- Input data
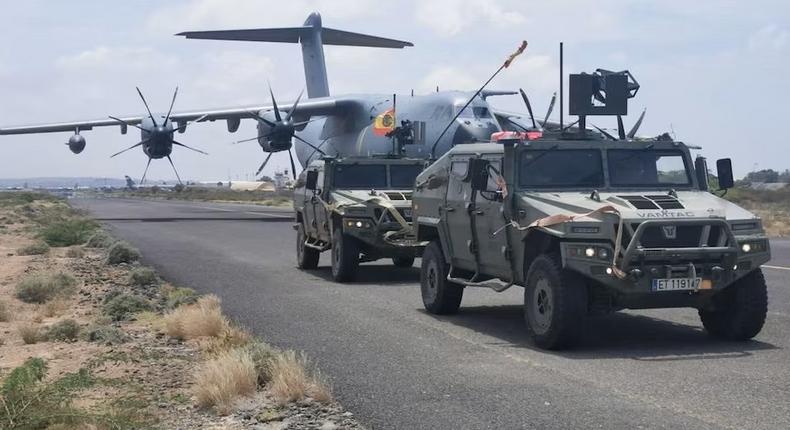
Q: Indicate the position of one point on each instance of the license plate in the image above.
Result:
(676, 284)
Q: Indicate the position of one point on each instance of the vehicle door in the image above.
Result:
(456, 219)
(490, 218)
(313, 208)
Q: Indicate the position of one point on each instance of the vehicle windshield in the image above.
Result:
(403, 176)
(365, 176)
(647, 168)
(576, 168)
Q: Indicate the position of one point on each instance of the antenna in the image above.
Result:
(504, 65)
(562, 91)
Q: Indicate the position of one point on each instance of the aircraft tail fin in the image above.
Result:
(312, 36)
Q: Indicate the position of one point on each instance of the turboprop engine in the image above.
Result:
(76, 143)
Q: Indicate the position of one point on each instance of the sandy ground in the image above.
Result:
(150, 373)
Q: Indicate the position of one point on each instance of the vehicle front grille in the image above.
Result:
(398, 196)
(685, 236)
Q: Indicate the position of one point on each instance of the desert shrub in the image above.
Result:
(53, 308)
(75, 252)
(5, 313)
(30, 333)
(143, 277)
(43, 288)
(68, 232)
(66, 330)
(202, 319)
(178, 296)
(105, 334)
(291, 381)
(122, 306)
(31, 403)
(122, 252)
(100, 239)
(219, 381)
(37, 248)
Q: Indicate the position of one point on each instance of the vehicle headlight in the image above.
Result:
(589, 251)
(358, 223)
(752, 246)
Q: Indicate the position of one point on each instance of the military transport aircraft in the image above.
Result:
(321, 124)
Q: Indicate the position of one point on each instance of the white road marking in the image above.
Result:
(267, 214)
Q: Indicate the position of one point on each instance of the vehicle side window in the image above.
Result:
(300, 181)
(494, 171)
(459, 168)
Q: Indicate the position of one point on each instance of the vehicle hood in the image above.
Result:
(398, 198)
(689, 205)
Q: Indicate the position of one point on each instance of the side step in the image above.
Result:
(495, 284)
(316, 244)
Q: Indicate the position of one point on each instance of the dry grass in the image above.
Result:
(292, 381)
(30, 333)
(202, 319)
(75, 252)
(221, 380)
(5, 313)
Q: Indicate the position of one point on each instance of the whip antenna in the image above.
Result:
(504, 65)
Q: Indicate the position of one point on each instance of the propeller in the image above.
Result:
(280, 132)
(551, 109)
(635, 128)
(157, 141)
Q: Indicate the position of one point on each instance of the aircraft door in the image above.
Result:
(490, 218)
(456, 218)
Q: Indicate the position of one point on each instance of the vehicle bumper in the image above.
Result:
(717, 266)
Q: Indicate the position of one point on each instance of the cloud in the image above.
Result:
(117, 57)
(450, 17)
(770, 38)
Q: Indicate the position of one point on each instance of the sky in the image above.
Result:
(713, 72)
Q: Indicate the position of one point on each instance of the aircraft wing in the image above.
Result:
(307, 108)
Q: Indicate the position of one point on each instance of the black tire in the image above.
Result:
(403, 262)
(345, 257)
(306, 258)
(555, 304)
(739, 311)
(439, 296)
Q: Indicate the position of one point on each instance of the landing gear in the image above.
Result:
(739, 311)
(403, 262)
(439, 296)
(306, 257)
(345, 256)
(554, 304)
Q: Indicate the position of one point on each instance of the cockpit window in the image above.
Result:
(476, 112)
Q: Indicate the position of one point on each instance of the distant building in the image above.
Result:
(768, 186)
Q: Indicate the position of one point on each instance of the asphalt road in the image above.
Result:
(396, 366)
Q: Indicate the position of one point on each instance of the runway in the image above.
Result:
(396, 366)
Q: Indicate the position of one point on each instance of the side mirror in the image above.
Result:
(724, 172)
(311, 182)
(701, 169)
(478, 173)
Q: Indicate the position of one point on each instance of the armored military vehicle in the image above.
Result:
(589, 223)
(359, 208)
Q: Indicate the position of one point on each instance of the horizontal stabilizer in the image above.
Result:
(329, 36)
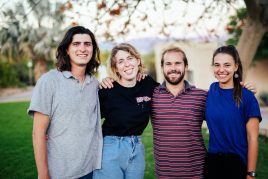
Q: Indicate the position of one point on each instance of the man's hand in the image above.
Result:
(106, 83)
(250, 86)
(141, 76)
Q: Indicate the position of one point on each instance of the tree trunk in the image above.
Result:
(39, 68)
(249, 41)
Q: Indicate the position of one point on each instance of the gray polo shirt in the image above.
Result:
(74, 144)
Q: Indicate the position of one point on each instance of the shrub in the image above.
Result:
(8, 75)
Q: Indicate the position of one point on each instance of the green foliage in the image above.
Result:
(8, 75)
(17, 158)
(16, 149)
(235, 28)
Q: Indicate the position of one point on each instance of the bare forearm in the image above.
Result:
(40, 127)
(252, 154)
(40, 154)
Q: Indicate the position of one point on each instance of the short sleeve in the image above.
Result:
(252, 108)
(42, 97)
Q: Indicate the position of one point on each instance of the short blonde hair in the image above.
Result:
(127, 48)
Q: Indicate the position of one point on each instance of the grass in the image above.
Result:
(16, 153)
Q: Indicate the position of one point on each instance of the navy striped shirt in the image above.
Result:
(178, 143)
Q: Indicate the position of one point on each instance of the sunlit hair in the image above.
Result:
(63, 60)
(231, 50)
(174, 49)
(127, 48)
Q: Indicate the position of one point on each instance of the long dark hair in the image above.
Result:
(63, 60)
(231, 50)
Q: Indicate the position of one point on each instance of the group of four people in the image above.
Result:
(67, 107)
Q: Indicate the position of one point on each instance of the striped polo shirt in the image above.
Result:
(179, 148)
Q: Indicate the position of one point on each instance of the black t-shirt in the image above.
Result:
(126, 110)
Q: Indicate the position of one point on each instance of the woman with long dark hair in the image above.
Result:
(233, 116)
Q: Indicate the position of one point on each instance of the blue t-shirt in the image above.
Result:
(227, 122)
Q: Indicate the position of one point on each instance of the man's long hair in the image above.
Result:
(63, 60)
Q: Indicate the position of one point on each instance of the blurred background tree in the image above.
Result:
(235, 28)
(30, 32)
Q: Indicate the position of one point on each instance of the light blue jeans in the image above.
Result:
(122, 158)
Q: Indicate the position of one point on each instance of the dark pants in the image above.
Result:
(88, 176)
(222, 166)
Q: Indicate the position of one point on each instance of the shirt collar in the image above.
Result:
(68, 74)
(188, 86)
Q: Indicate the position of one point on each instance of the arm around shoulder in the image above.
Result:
(40, 125)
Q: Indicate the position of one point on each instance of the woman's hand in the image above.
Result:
(106, 83)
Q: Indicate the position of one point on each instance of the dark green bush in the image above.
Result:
(8, 75)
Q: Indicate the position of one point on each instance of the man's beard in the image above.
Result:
(175, 81)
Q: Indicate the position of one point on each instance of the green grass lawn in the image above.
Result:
(16, 153)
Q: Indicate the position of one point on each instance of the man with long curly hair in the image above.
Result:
(67, 137)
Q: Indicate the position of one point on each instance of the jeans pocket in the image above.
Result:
(109, 140)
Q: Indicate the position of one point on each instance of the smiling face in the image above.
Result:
(173, 67)
(127, 66)
(80, 50)
(224, 68)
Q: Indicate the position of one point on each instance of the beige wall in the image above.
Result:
(258, 74)
(199, 58)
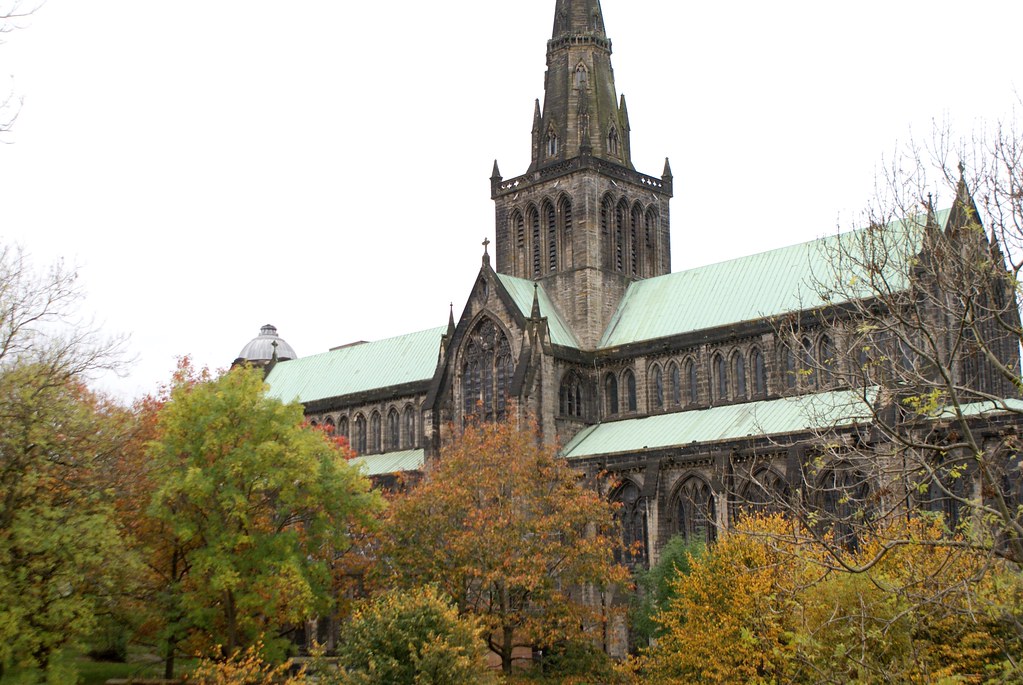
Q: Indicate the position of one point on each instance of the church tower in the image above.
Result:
(581, 221)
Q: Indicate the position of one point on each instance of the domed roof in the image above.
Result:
(261, 348)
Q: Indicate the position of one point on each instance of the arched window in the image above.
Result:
(789, 368)
(676, 384)
(611, 395)
(393, 441)
(739, 366)
(694, 510)
(692, 381)
(570, 396)
(658, 399)
(486, 371)
(759, 374)
(630, 390)
(537, 249)
(634, 227)
(409, 431)
(359, 441)
(550, 225)
(826, 359)
(343, 426)
(374, 431)
(720, 377)
(630, 515)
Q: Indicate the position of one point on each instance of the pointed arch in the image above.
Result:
(630, 514)
(693, 510)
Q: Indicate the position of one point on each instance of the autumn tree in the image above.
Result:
(509, 531)
(258, 503)
(59, 550)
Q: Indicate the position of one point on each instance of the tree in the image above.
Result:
(258, 504)
(59, 550)
(413, 636)
(510, 532)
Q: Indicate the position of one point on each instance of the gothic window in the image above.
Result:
(486, 371)
(694, 510)
(611, 395)
(630, 390)
(676, 384)
(409, 420)
(393, 440)
(359, 442)
(570, 397)
(534, 225)
(807, 364)
(739, 364)
(634, 243)
(759, 373)
(631, 518)
(720, 377)
(826, 360)
(607, 218)
(692, 381)
(551, 230)
(374, 431)
(658, 387)
(789, 368)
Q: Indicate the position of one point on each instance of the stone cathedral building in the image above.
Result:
(672, 381)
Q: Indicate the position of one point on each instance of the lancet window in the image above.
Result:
(486, 371)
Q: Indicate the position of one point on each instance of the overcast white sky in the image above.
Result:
(323, 166)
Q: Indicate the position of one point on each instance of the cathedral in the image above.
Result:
(699, 391)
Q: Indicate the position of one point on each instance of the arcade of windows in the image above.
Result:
(375, 435)
(629, 232)
(542, 234)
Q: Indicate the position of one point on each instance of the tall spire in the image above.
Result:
(582, 115)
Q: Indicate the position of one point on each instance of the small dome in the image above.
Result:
(261, 348)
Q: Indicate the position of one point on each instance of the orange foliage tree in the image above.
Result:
(512, 533)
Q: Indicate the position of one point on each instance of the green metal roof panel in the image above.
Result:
(392, 462)
(358, 368)
(722, 423)
(770, 283)
(521, 290)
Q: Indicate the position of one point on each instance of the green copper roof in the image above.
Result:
(767, 284)
(391, 462)
(721, 423)
(357, 368)
(521, 290)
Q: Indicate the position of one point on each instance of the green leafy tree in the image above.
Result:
(413, 636)
(512, 533)
(60, 553)
(258, 503)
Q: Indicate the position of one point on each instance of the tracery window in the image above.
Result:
(359, 440)
(393, 441)
(630, 390)
(676, 384)
(570, 396)
(720, 377)
(630, 515)
(759, 373)
(695, 512)
(740, 369)
(658, 387)
(409, 420)
(611, 394)
(374, 431)
(486, 371)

- Task requirements
Within the listing above, how many lines contain "aircraft"? Please respond with the number and nothing else.

- Your solution
4